____ Exercise data
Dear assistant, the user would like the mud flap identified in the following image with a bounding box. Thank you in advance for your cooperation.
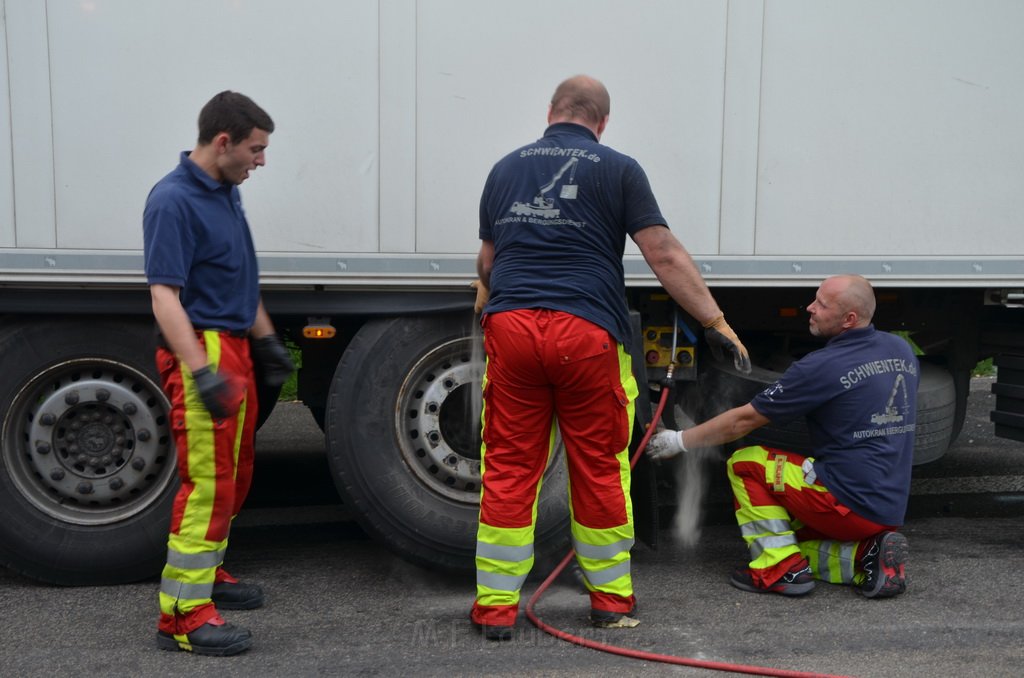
[989,353,1024,441]
[629,310,659,549]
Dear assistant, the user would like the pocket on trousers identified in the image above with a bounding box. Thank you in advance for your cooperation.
[555,330,614,365]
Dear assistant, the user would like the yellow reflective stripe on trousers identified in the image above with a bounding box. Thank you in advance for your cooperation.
[569,344,640,598]
[800,539,858,584]
[476,522,537,605]
[727,447,806,569]
[160,331,230,615]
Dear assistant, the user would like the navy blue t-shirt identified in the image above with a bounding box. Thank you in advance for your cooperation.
[751,325,919,525]
[142,152,259,331]
[480,123,666,344]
________
## Written task:
Reproduce the data above word for word, leaving out the pictures.

## Output for this exercise:
Dear assistant, the user would like the mud flap identified in the following image with a bounding box. Thank you in advance for your cooperation.
[989,353,1024,441]
[629,310,659,549]
Dear assistant, the user would like the pocket on trousers identified in the image above with a bounding box. Thank you in advance for your cooperation.
[555,330,614,365]
Dear assistant, the user would like the yellow reflective stripe on trousers identified in the image above with a bounding box. Thank you in advance for your cooperation.
[569,344,640,598]
[800,539,858,584]
[476,522,537,605]
[727,447,806,569]
[160,331,230,615]
Dear assistant, the user would like the navy blue t-shirt identified in the image above with a bounding box. Thank you in advance for your cooperation.
[751,325,919,525]
[142,152,259,331]
[480,123,666,344]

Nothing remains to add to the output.